* _WHAT YOU ARE ASKED TO DO_: Count the lines of the data that have the word "flower", then report the number without anything else.

Dataset entries
---*---
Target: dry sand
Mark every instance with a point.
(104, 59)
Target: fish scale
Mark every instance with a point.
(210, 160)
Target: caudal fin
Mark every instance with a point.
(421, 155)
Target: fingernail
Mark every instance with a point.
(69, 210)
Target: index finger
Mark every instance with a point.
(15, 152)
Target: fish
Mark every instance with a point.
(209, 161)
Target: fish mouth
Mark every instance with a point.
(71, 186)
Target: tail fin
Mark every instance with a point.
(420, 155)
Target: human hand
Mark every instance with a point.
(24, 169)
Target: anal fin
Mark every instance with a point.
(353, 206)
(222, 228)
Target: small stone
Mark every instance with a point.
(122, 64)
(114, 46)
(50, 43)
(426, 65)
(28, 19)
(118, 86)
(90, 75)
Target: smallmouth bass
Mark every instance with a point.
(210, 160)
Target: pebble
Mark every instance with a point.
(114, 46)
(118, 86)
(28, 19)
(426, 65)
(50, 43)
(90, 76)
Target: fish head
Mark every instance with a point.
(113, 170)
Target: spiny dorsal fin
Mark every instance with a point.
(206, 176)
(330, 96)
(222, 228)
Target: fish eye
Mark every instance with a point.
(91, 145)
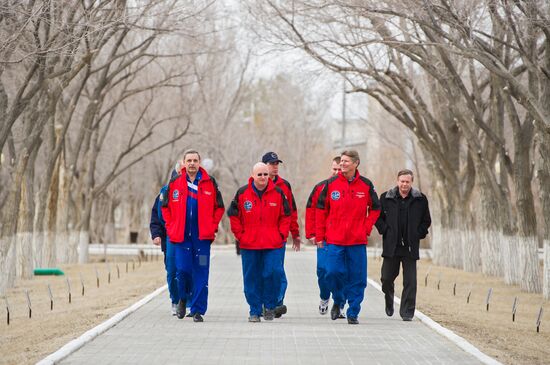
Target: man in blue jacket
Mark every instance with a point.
(159, 237)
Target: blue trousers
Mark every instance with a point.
(324, 290)
(192, 269)
(284, 282)
(170, 265)
(261, 278)
(347, 276)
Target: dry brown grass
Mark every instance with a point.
(493, 331)
(26, 341)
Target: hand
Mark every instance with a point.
(296, 242)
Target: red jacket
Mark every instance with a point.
(287, 189)
(346, 212)
(260, 223)
(210, 207)
(311, 208)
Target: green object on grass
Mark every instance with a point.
(48, 271)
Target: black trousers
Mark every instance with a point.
(390, 271)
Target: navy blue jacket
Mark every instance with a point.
(156, 226)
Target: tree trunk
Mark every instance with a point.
(489, 228)
(24, 250)
(10, 214)
(543, 174)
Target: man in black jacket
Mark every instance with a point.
(404, 220)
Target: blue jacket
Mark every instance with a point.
(156, 225)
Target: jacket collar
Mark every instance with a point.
(203, 173)
(341, 176)
(270, 184)
(394, 193)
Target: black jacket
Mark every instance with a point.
(156, 225)
(419, 221)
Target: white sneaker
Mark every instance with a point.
(323, 307)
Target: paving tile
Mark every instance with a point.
(302, 336)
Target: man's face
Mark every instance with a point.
(191, 163)
(273, 169)
(260, 175)
(404, 183)
(335, 168)
(347, 165)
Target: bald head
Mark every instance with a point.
(260, 175)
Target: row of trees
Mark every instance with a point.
(98, 99)
(88, 91)
(471, 80)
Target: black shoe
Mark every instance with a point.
(280, 310)
(269, 314)
(254, 319)
(180, 311)
(335, 312)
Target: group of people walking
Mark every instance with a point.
(340, 215)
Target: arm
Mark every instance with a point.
(294, 228)
(321, 214)
(310, 213)
(165, 206)
(425, 222)
(219, 207)
(156, 225)
(285, 216)
(374, 209)
(381, 224)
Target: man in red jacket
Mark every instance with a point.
(348, 208)
(260, 220)
(322, 250)
(272, 160)
(192, 210)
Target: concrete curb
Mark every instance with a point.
(88, 336)
(445, 332)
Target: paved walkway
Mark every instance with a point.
(153, 335)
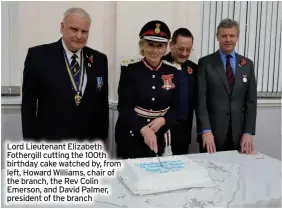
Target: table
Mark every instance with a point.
(259, 183)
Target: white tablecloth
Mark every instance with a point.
(259, 185)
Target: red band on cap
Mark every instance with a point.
(152, 32)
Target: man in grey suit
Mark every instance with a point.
(227, 95)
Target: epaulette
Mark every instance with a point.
(129, 62)
(173, 64)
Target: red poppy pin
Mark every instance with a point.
(190, 70)
(242, 62)
(91, 59)
(168, 84)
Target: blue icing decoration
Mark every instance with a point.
(168, 166)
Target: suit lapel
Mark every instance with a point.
(238, 73)
(218, 65)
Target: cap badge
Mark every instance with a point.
(157, 30)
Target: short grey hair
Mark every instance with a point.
(76, 10)
(228, 23)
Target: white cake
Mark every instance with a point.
(146, 175)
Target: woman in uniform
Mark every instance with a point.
(148, 91)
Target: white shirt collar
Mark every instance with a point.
(69, 53)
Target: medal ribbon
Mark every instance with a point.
(77, 87)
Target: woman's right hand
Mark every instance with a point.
(150, 138)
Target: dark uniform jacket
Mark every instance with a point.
(183, 129)
(149, 89)
(48, 107)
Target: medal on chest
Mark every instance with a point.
(168, 84)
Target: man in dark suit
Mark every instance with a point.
(181, 47)
(227, 95)
(65, 86)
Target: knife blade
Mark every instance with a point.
(159, 159)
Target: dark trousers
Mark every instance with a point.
(228, 144)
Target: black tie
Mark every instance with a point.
(229, 72)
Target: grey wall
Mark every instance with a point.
(267, 139)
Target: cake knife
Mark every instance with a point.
(159, 159)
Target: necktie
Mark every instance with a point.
(75, 69)
(229, 72)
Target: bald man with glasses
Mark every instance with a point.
(181, 47)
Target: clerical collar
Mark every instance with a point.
(68, 52)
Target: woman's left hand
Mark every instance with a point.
(156, 124)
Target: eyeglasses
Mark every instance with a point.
(182, 49)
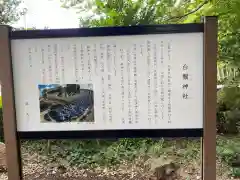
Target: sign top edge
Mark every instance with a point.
(108, 31)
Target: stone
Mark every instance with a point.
(162, 168)
(3, 163)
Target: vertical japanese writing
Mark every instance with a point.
(89, 62)
(49, 63)
(102, 70)
(109, 69)
(122, 82)
(62, 64)
(169, 84)
(155, 76)
(114, 59)
(55, 53)
(75, 61)
(162, 84)
(130, 121)
(185, 78)
(43, 66)
(149, 80)
(30, 57)
(82, 60)
(135, 82)
(95, 58)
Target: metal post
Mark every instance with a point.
(210, 86)
(9, 116)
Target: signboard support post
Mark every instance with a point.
(11, 134)
(12, 142)
(209, 104)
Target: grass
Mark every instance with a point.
(92, 153)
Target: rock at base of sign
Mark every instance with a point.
(162, 169)
(3, 164)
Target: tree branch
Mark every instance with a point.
(191, 12)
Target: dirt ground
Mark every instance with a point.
(38, 171)
(35, 167)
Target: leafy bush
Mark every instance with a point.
(228, 110)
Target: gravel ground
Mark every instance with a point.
(36, 168)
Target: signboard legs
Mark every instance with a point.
(209, 126)
(9, 118)
(209, 106)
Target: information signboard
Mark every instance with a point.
(110, 82)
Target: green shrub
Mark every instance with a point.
(228, 110)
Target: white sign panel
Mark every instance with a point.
(107, 83)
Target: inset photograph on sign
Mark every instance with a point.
(66, 103)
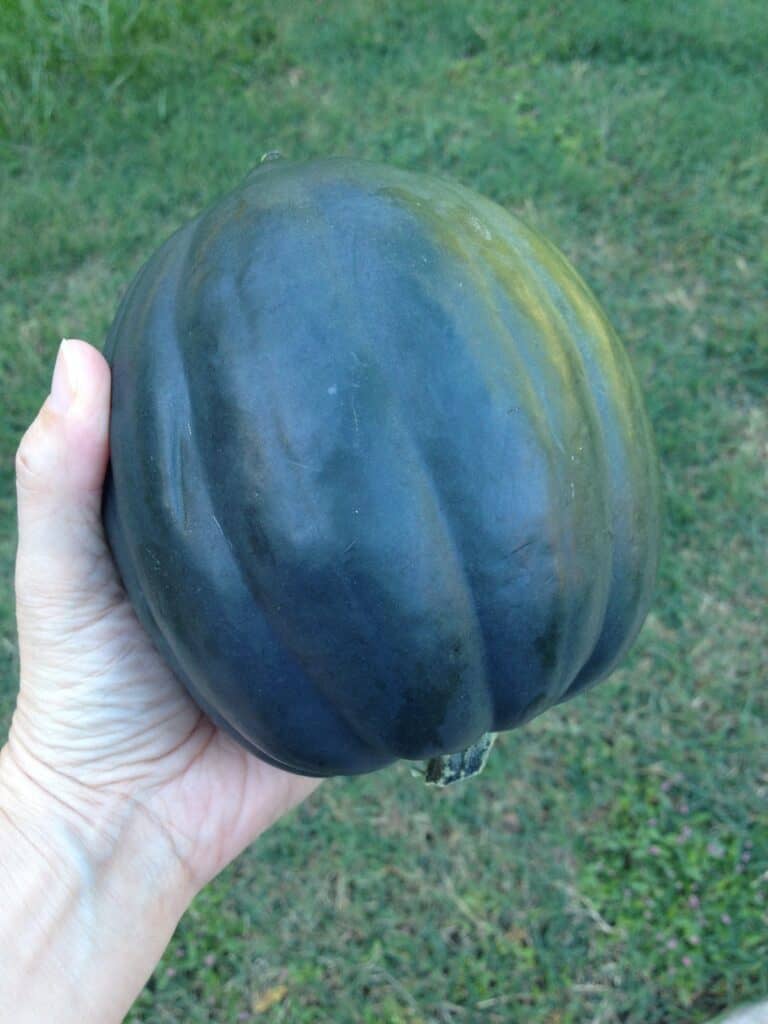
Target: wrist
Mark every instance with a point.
(91, 892)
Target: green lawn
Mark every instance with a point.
(611, 865)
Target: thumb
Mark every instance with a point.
(60, 466)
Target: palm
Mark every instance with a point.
(110, 715)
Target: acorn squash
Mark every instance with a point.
(381, 480)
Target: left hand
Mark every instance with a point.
(103, 733)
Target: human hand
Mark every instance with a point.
(107, 751)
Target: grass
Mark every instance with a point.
(611, 865)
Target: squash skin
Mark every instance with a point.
(381, 479)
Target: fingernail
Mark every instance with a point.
(64, 384)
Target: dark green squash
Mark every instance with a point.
(381, 480)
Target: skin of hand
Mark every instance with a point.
(107, 753)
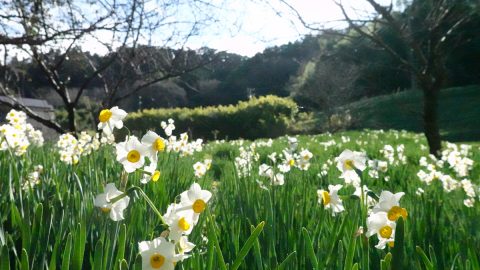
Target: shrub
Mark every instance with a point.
(263, 117)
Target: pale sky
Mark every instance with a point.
(248, 28)
(245, 27)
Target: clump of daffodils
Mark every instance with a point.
(109, 119)
(142, 155)
(244, 162)
(394, 156)
(454, 164)
(33, 178)
(112, 202)
(201, 168)
(330, 199)
(348, 162)
(383, 217)
(165, 251)
(18, 135)
(71, 148)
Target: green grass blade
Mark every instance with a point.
(426, 261)
(398, 251)
(247, 246)
(283, 265)
(24, 265)
(5, 259)
(212, 236)
(67, 253)
(98, 256)
(310, 251)
(79, 241)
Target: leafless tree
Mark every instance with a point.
(32, 28)
(430, 33)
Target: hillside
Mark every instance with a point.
(459, 112)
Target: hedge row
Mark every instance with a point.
(260, 117)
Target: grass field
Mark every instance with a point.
(459, 113)
(53, 224)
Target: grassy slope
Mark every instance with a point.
(458, 108)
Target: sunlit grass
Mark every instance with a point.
(54, 224)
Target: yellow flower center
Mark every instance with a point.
(385, 231)
(155, 176)
(105, 115)
(183, 224)
(198, 206)
(133, 156)
(325, 197)
(397, 212)
(157, 260)
(348, 164)
(159, 145)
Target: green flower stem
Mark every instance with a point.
(152, 205)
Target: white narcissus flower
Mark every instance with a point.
(131, 153)
(158, 254)
(150, 173)
(330, 199)
(184, 246)
(350, 160)
(114, 209)
(379, 224)
(390, 204)
(110, 119)
(154, 144)
(278, 180)
(200, 169)
(168, 128)
(194, 199)
(180, 223)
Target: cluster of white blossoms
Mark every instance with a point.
(182, 146)
(383, 217)
(71, 148)
(394, 156)
(454, 159)
(457, 158)
(134, 154)
(33, 178)
(284, 162)
(201, 168)
(165, 252)
(18, 135)
(244, 162)
(377, 168)
(330, 199)
(348, 163)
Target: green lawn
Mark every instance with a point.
(459, 112)
(55, 225)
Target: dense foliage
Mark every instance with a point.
(264, 117)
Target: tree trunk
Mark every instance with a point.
(430, 120)
(71, 119)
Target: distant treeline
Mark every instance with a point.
(319, 72)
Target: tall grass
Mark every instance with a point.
(54, 225)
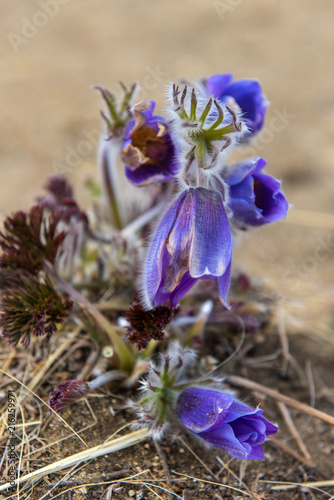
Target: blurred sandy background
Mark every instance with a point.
(52, 51)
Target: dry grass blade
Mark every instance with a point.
(288, 486)
(249, 384)
(292, 428)
(40, 399)
(103, 449)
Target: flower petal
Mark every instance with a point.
(224, 285)
(211, 247)
(202, 409)
(158, 258)
(224, 437)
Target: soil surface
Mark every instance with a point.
(50, 54)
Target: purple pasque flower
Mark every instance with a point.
(246, 93)
(192, 242)
(224, 422)
(255, 197)
(148, 150)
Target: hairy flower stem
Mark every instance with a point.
(111, 186)
(202, 318)
(126, 361)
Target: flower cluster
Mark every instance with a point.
(193, 240)
(203, 407)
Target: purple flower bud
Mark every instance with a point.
(255, 198)
(66, 393)
(246, 93)
(224, 422)
(193, 241)
(148, 151)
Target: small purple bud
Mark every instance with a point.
(192, 242)
(224, 422)
(148, 151)
(255, 198)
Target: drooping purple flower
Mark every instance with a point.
(193, 241)
(148, 150)
(224, 422)
(255, 198)
(247, 94)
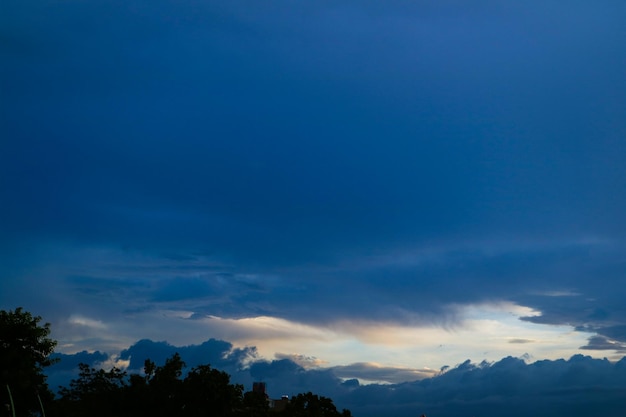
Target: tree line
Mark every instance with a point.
(160, 391)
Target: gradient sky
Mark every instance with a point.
(403, 184)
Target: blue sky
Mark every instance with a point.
(402, 185)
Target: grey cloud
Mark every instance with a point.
(574, 387)
(521, 341)
(604, 343)
(371, 372)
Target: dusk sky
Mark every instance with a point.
(375, 190)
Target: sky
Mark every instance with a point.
(364, 190)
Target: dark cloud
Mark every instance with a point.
(576, 387)
(217, 353)
(364, 161)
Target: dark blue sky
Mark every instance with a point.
(349, 181)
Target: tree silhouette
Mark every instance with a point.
(25, 350)
(95, 392)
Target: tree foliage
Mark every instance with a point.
(25, 349)
(161, 391)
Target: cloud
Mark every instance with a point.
(302, 360)
(372, 372)
(509, 386)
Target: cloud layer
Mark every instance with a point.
(576, 387)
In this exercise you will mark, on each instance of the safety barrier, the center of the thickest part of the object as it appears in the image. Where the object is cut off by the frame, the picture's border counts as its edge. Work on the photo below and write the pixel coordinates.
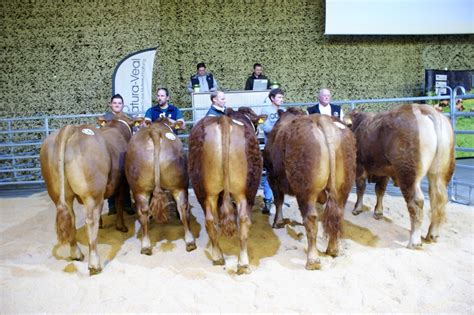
---*---
* _PROBLEM SOLUTION_: 9